Aim.
Print the entries verbatim, leaving out the images they contain.
[start of Records for this exercise]
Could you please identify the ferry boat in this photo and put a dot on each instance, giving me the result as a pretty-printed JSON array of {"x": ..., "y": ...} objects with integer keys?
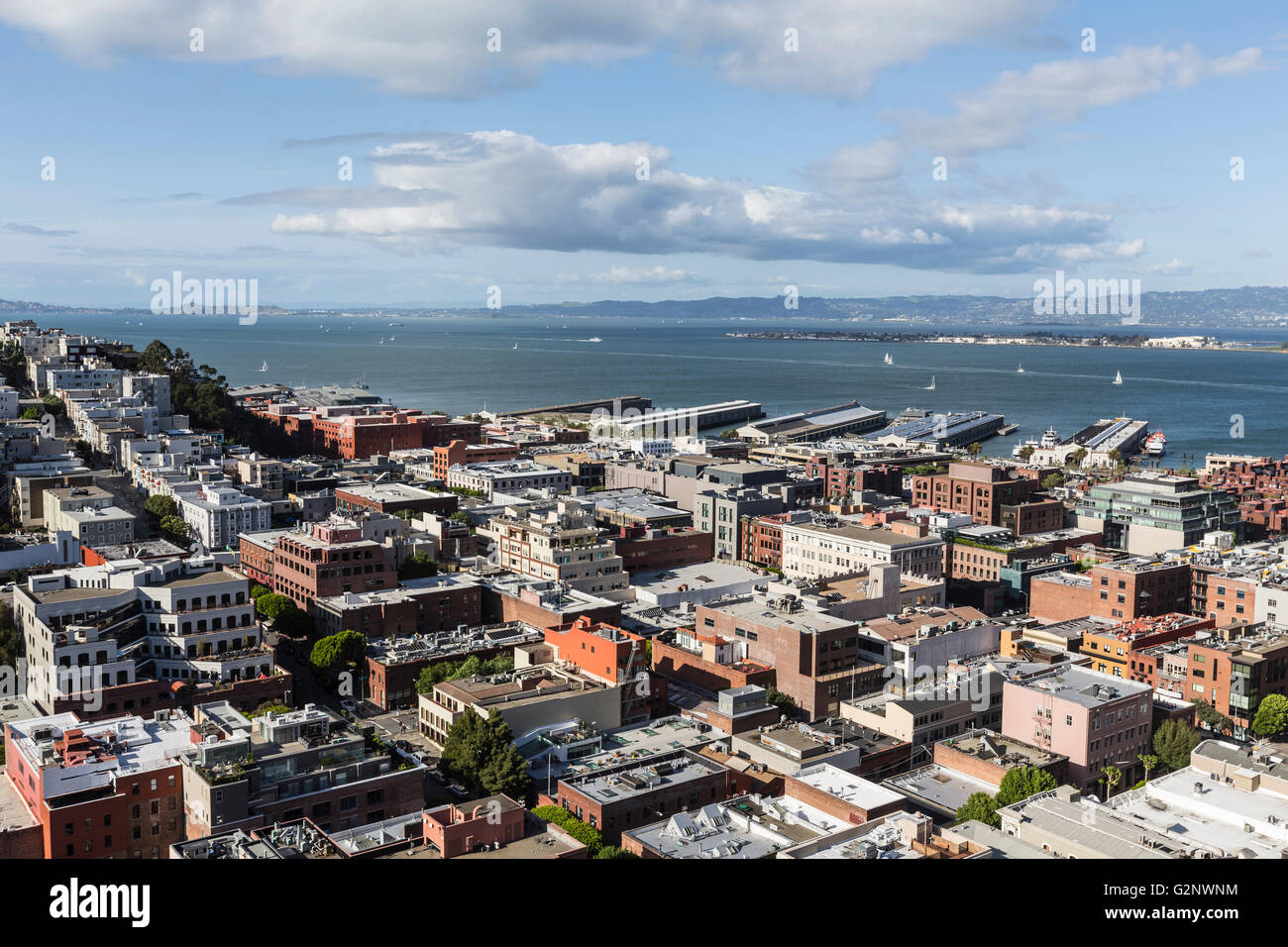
[{"x": 1048, "y": 440}]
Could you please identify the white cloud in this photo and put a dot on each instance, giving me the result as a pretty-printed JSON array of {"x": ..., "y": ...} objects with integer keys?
[
  {"x": 441, "y": 48},
  {"x": 501, "y": 188},
  {"x": 1176, "y": 266},
  {"x": 1019, "y": 105}
]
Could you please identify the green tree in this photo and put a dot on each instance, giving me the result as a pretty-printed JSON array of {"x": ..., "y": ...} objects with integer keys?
[
  {"x": 1271, "y": 716},
  {"x": 175, "y": 527},
  {"x": 1111, "y": 776},
  {"x": 1173, "y": 741},
  {"x": 161, "y": 506},
  {"x": 292, "y": 622},
  {"x": 1022, "y": 783},
  {"x": 979, "y": 806},
  {"x": 417, "y": 566},
  {"x": 271, "y": 604},
  {"x": 587, "y": 835},
  {"x": 782, "y": 701},
  {"x": 1052, "y": 480},
  {"x": 1149, "y": 762},
  {"x": 335, "y": 652},
  {"x": 1210, "y": 716},
  {"x": 156, "y": 359}
]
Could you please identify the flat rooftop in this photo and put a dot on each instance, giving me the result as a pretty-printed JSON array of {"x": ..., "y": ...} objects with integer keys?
[
  {"x": 939, "y": 787},
  {"x": 1199, "y": 812},
  {"x": 1082, "y": 685}
]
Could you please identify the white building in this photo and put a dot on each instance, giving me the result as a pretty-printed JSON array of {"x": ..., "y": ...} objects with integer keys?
[
  {"x": 812, "y": 551},
  {"x": 219, "y": 513}
]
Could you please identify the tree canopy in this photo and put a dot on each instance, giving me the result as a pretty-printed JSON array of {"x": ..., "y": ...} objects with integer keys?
[
  {"x": 979, "y": 806},
  {"x": 201, "y": 392},
  {"x": 1173, "y": 741},
  {"x": 333, "y": 654},
  {"x": 1022, "y": 783},
  {"x": 481, "y": 754},
  {"x": 1271, "y": 716}
]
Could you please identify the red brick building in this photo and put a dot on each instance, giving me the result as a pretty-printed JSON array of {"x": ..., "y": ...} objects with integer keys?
[
  {"x": 704, "y": 669},
  {"x": 840, "y": 479},
  {"x": 462, "y": 453},
  {"x": 394, "y": 499},
  {"x": 644, "y": 551},
  {"x": 979, "y": 489},
  {"x": 614, "y": 799},
  {"x": 1125, "y": 590},
  {"x": 329, "y": 561},
  {"x": 111, "y": 789}
]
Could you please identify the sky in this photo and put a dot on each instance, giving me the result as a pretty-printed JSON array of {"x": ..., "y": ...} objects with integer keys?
[{"x": 581, "y": 150}]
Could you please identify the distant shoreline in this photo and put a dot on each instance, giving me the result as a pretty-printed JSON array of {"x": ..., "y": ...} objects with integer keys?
[{"x": 1037, "y": 341}]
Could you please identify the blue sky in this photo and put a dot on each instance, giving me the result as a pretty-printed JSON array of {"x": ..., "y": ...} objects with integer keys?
[{"x": 518, "y": 169}]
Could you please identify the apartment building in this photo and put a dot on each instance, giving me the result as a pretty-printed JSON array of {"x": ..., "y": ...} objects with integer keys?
[
  {"x": 458, "y": 453},
  {"x": 219, "y": 513},
  {"x": 617, "y": 657},
  {"x": 1147, "y": 513},
  {"x": 420, "y": 605},
  {"x": 1095, "y": 719},
  {"x": 1125, "y": 590},
  {"x": 975, "y": 488},
  {"x": 330, "y": 560},
  {"x": 132, "y": 631},
  {"x": 559, "y": 543},
  {"x": 1234, "y": 669},
  {"x": 816, "y": 551},
  {"x": 308, "y": 763},
  {"x": 507, "y": 476},
  {"x": 814, "y": 655},
  {"x": 108, "y": 789},
  {"x": 1119, "y": 650}
]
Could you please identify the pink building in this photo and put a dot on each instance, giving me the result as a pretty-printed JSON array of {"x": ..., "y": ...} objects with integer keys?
[{"x": 1095, "y": 719}]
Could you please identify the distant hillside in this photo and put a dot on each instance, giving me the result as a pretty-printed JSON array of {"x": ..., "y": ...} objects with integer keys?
[{"x": 1245, "y": 307}]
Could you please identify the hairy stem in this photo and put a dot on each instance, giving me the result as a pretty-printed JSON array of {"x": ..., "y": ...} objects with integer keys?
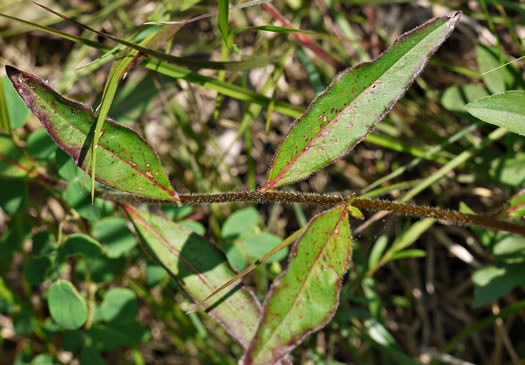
[{"x": 492, "y": 222}]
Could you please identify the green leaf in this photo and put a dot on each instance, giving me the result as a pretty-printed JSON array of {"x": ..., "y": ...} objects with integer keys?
[
  {"x": 40, "y": 146},
  {"x": 43, "y": 244},
  {"x": 80, "y": 244},
  {"x": 72, "y": 340},
  {"x": 125, "y": 160},
  {"x": 510, "y": 248},
  {"x": 356, "y": 100},
  {"x": 267, "y": 28},
  {"x": 91, "y": 356},
  {"x": 113, "y": 232},
  {"x": 258, "y": 245},
  {"x": 44, "y": 359},
  {"x": 224, "y": 10},
  {"x": 105, "y": 338},
  {"x": 67, "y": 307},
  {"x": 505, "y": 110},
  {"x": 492, "y": 282},
  {"x": 24, "y": 322},
  {"x": 17, "y": 111},
  {"x": 13, "y": 162},
  {"x": 497, "y": 79},
  {"x": 305, "y": 297},
  {"x": 13, "y": 196},
  {"x": 509, "y": 170},
  {"x": 199, "y": 268},
  {"x": 155, "y": 274},
  {"x": 119, "y": 305},
  {"x": 516, "y": 207},
  {"x": 377, "y": 251}
]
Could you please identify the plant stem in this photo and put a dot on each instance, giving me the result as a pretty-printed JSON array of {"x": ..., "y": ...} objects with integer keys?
[{"x": 259, "y": 197}]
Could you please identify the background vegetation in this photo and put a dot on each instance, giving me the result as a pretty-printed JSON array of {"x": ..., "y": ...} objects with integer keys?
[{"x": 417, "y": 291}]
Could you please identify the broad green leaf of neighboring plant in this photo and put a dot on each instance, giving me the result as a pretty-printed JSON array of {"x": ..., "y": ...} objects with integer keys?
[
  {"x": 305, "y": 297},
  {"x": 125, "y": 161},
  {"x": 505, "y": 110},
  {"x": 356, "y": 100},
  {"x": 67, "y": 307},
  {"x": 516, "y": 207},
  {"x": 199, "y": 268}
]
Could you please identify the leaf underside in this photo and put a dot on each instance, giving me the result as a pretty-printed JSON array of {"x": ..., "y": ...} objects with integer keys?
[
  {"x": 125, "y": 161},
  {"x": 356, "y": 100}
]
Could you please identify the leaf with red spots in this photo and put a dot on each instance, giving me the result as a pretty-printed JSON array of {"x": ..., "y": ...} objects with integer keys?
[
  {"x": 125, "y": 161},
  {"x": 199, "y": 268},
  {"x": 356, "y": 100},
  {"x": 305, "y": 297}
]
[end of Records for this exercise]
Result of this exercise.
Could you please identify the ferry boat in this photo and put a dot on each instance, giving me the result as a pretty-printed JSON array of {"x": ..., "y": ...} objects with integer keys?
[{"x": 1048, "y": 440}]
Could you please identify the white cloud in this photo and put a dot on each instance, giving me the result as a pretty-printed JSON array of {"x": ..., "y": ...} objects with integer keys?
[
  {"x": 441, "y": 48},
  {"x": 501, "y": 188},
  {"x": 1176, "y": 266},
  {"x": 1019, "y": 105}
]
Could you please identify the green tree in this photo and put a dot on each instance, giving me the result as a pretty-printed JSON array of {"x": ..., "y": ...} objects with integer keys?
[
  {"x": 1271, "y": 716},
  {"x": 175, "y": 527},
  {"x": 1111, "y": 776},
  {"x": 1173, "y": 741},
  {"x": 161, "y": 506},
  {"x": 292, "y": 622},
  {"x": 1022, "y": 783},
  {"x": 979, "y": 806},
  {"x": 417, "y": 566},
  {"x": 271, "y": 604},
  {"x": 587, "y": 835},
  {"x": 782, "y": 701},
  {"x": 1052, "y": 480},
  {"x": 1149, "y": 762},
  {"x": 335, "y": 652},
  {"x": 1210, "y": 716},
  {"x": 156, "y": 359}
]
Could you please identify the flat rooftop in this photo and put a dot on each instance, giving me the result as a pretty-printed JSON array of {"x": ..., "y": ...} objects with integer keys?
[
  {"x": 939, "y": 787},
  {"x": 1199, "y": 812},
  {"x": 1082, "y": 685}
]
Could you please identify the white building in this photo and put a dot on each instance, giving me the result as a pretty-printed JSON array of {"x": ..., "y": ...} objects with integer keys?
[
  {"x": 812, "y": 551},
  {"x": 219, "y": 513}
]
Could you please identify the tree canopy in this photo and put a dot on each instance, giving me the result as a pretty-printed JSON array of {"x": ..., "y": ...} objects with integer keys?
[
  {"x": 979, "y": 806},
  {"x": 201, "y": 392},
  {"x": 1173, "y": 741},
  {"x": 333, "y": 654},
  {"x": 1022, "y": 783},
  {"x": 481, "y": 754},
  {"x": 1271, "y": 716}
]
Could you please identify the red brick building in this photo and put a dot on each instance, giving me the result as a pretty-printed JSON array of {"x": ..., "y": ...} objects with integer keys?
[
  {"x": 704, "y": 669},
  {"x": 840, "y": 479},
  {"x": 462, "y": 453},
  {"x": 394, "y": 499},
  {"x": 644, "y": 551},
  {"x": 979, "y": 489},
  {"x": 614, "y": 799},
  {"x": 1125, "y": 590},
  {"x": 329, "y": 561},
  {"x": 111, "y": 789}
]
Could you please identify the sky in this photo and put a dot on each instance, giving me the result as a pretty-printed JSON array of {"x": ..., "y": ...} objects with integer keys?
[{"x": 581, "y": 150}]
Could you please identify the distant shoreline in this photo and put a dot on each instance, giving me the result as a pretty-printed JSON array of {"x": ..., "y": ...} objects with integer keys?
[{"x": 1037, "y": 341}]
Could you please identify the blue sky in this photo and put a dot on each instance, giving me the result as a pretty-printed JSON array of {"x": ..., "y": ...} objects with integer keys?
[{"x": 518, "y": 169}]
Could you please identify the apartment building in this photo and put a dot on each instance, giving me the result as a pretty-printed JSON array of {"x": ..., "y": ...} objects with integer keys?
[
  {"x": 458, "y": 453},
  {"x": 219, "y": 513},
  {"x": 617, "y": 657},
  {"x": 1147, "y": 513},
  {"x": 420, "y": 605},
  {"x": 1095, "y": 719},
  {"x": 1125, "y": 590},
  {"x": 975, "y": 488},
  {"x": 330, "y": 560},
  {"x": 132, "y": 631},
  {"x": 559, "y": 543},
  {"x": 1234, "y": 669},
  {"x": 816, "y": 551},
  {"x": 308, "y": 763},
  {"x": 507, "y": 476},
  {"x": 814, "y": 655},
  {"x": 108, "y": 789},
  {"x": 1119, "y": 650}
]
Could you please identify the pink building in this photo and put a dot on each instance, giving me the result as a pretty-printed JSON array of {"x": ..., "y": ...} objects with integer keys?
[{"x": 1095, "y": 719}]
Could you please identify the distant hillside in this photo and put a dot on each instance, giving me the result as a pretty-printed JSON array of {"x": ..., "y": ...} objects with integer keys?
[{"x": 1245, "y": 307}]
Could you please identify the hairy stem in this photo and put a dot on each instance, giving me the result as a pretty-printed JSON array of {"x": ..., "y": ...} objects with integer keys?
[{"x": 492, "y": 222}]
Could you please identify the green leaf in this photo and put a dot on each instance, giving me the result as a pretty-printed JSON array of {"x": ..., "y": ...} objects with integer keys?
[
  {"x": 40, "y": 146},
  {"x": 43, "y": 244},
  {"x": 80, "y": 244},
  {"x": 72, "y": 340},
  {"x": 125, "y": 160},
  {"x": 510, "y": 248},
  {"x": 356, "y": 100},
  {"x": 267, "y": 28},
  {"x": 91, "y": 356},
  {"x": 113, "y": 232},
  {"x": 258, "y": 245},
  {"x": 44, "y": 359},
  {"x": 224, "y": 10},
  {"x": 105, "y": 338},
  {"x": 67, "y": 307},
  {"x": 505, "y": 110},
  {"x": 492, "y": 282},
  {"x": 24, "y": 322},
  {"x": 17, "y": 111},
  {"x": 13, "y": 162},
  {"x": 497, "y": 79},
  {"x": 305, "y": 297},
  {"x": 13, "y": 196},
  {"x": 509, "y": 170},
  {"x": 199, "y": 268},
  {"x": 155, "y": 274},
  {"x": 119, "y": 305},
  {"x": 516, "y": 207},
  {"x": 377, "y": 251}
]
Could you please identify the plant stem in this photo and put a dot on each instance, giving me the result as a pretty-printed JSON array of {"x": ..., "y": ...} objects with integer keys?
[{"x": 259, "y": 197}]
Could you please identify the background vegetation in this photo and put a dot on each instance, giving me the result as a pretty-printed JSON array of {"x": ..., "y": ...} objects with integer keys?
[{"x": 417, "y": 291}]
Could you please identify the broad green leaf of neighboring plant in this photo and put a dot on each instance, giving me the result as a pretty-printed JSON array of {"x": ..., "y": ...} objects with integer keys?
[
  {"x": 305, "y": 297},
  {"x": 125, "y": 161},
  {"x": 505, "y": 110},
  {"x": 356, "y": 100},
  {"x": 67, "y": 307},
  {"x": 516, "y": 207},
  {"x": 199, "y": 268}
]
Could you please identify the leaf underside in this photo and put a dot on each instance, giving me the result as a pretty-printed JSON array of {"x": ..., "y": ...} objects with integer keys?
[
  {"x": 125, "y": 161},
  {"x": 356, "y": 100}
]
Could you please identify the leaf with red spots in this photo and put a dot on each instance, giving me the result as a pretty-printed JSON array of {"x": ..., "y": ...} objects with integer keys?
[
  {"x": 125, "y": 161},
  {"x": 199, "y": 268},
  {"x": 356, "y": 100},
  {"x": 305, "y": 297}
]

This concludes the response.